### Data to use
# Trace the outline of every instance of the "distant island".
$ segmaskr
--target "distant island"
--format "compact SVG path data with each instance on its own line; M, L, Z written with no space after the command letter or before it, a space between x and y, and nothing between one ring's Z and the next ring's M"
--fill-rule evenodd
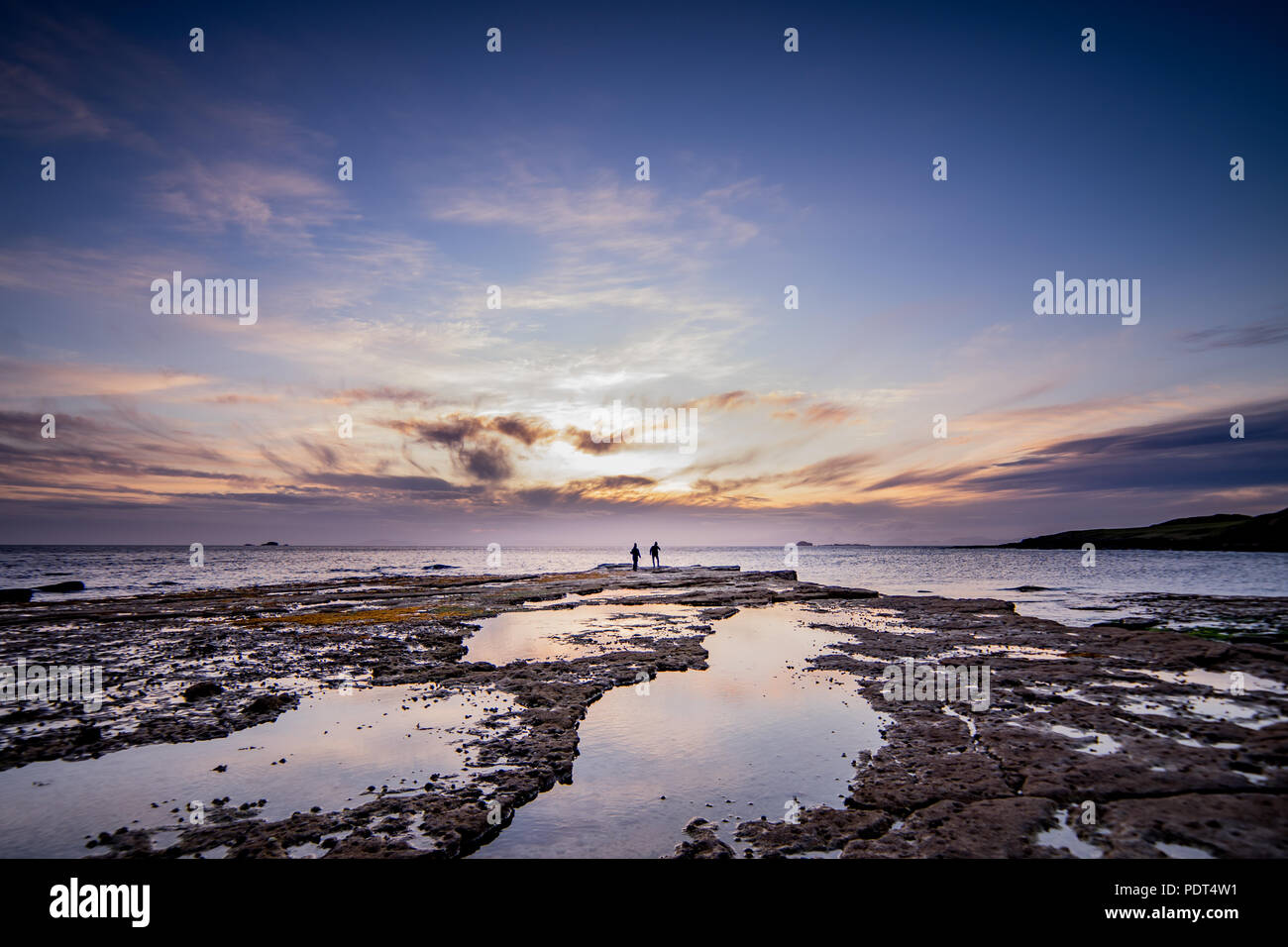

### The problem
Recast every line of the material above as a numbered list, skipping blank lines and leaving out the picture.

### Exercise result
1. # Trace the outline of every instance of the "distant island".
2. $ segmaskr
3. --target "distant island"
4. --format "compact SVG path data with each instance on its own line; M, L, Z written with no space after the command letter or before it, a space between x and y, and nothing between one ring's Z and the next ring's M"
5. --fill-rule evenodd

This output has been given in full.